┌──
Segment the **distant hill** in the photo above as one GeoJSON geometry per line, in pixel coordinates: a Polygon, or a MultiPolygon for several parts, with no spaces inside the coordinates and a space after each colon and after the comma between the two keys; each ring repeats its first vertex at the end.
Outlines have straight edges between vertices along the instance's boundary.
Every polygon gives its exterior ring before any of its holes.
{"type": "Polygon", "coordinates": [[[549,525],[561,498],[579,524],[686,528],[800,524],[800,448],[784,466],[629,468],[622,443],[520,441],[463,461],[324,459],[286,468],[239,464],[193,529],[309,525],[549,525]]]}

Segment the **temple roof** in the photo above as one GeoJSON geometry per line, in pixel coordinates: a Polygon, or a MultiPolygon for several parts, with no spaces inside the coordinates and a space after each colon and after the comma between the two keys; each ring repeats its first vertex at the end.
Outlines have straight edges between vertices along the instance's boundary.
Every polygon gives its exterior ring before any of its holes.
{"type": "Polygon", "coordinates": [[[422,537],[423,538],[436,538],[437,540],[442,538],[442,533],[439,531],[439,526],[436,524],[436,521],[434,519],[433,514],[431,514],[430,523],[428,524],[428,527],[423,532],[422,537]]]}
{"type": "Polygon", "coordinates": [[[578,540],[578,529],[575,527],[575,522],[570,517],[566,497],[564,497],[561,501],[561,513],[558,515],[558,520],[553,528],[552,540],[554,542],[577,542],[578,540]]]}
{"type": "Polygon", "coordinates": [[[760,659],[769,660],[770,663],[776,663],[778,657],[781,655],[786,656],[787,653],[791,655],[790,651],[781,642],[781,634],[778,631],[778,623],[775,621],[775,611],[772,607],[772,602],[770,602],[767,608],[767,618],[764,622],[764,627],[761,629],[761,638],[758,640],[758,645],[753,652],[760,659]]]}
└──
TASK GOAL >> Transcribe every entry word for word.

TASK ANSWER >>
Segment the **distant hill** in the photo above as one GeoJSON geometry per line, in pixel coordinates: a Polygon, or a MultiPolygon for several parts, with no spaces inside the coordinates and a space after each colon and after the comma between the two keys; each ring repeats its first vertex at the end.
Outlines have straight edges between vertices along the instance's boundary.
Every polygon gives its exterior ring before any of its holes.
{"type": "Polygon", "coordinates": [[[549,525],[561,498],[579,524],[686,528],[800,524],[800,448],[784,466],[629,468],[622,443],[520,441],[463,461],[324,459],[286,468],[239,464],[193,529],[309,525],[549,525]]]}

Segment the **temple roof** in the photo above as one GeoJSON geometry per line, in pixel coordinates: a Polygon, or a MultiPolygon for several parts, with no spaces inside the coordinates and a space after each colon and after the comma between the two keys; each ring repeats its first vertex at the end.
Outlines have straight edges between vertices along the instance's boundary.
Every polygon gives its exterior ring before any of its holes.
{"type": "Polygon", "coordinates": [[[422,537],[423,538],[436,538],[437,540],[442,538],[442,533],[439,531],[439,526],[436,524],[436,521],[434,519],[433,514],[431,514],[430,523],[428,524],[428,527],[423,532],[422,537]]]}
{"type": "Polygon", "coordinates": [[[578,540],[578,529],[575,527],[575,522],[570,517],[566,497],[564,497],[561,501],[561,513],[558,515],[558,520],[553,528],[552,540],[554,542],[577,542],[578,540]]]}
{"type": "Polygon", "coordinates": [[[760,659],[769,660],[770,663],[776,663],[778,657],[781,655],[786,656],[787,653],[791,655],[790,651],[781,642],[781,634],[778,631],[778,623],[775,621],[775,611],[772,607],[772,602],[770,602],[767,608],[767,618],[764,622],[764,627],[761,629],[761,638],[758,640],[758,645],[753,652],[760,659]]]}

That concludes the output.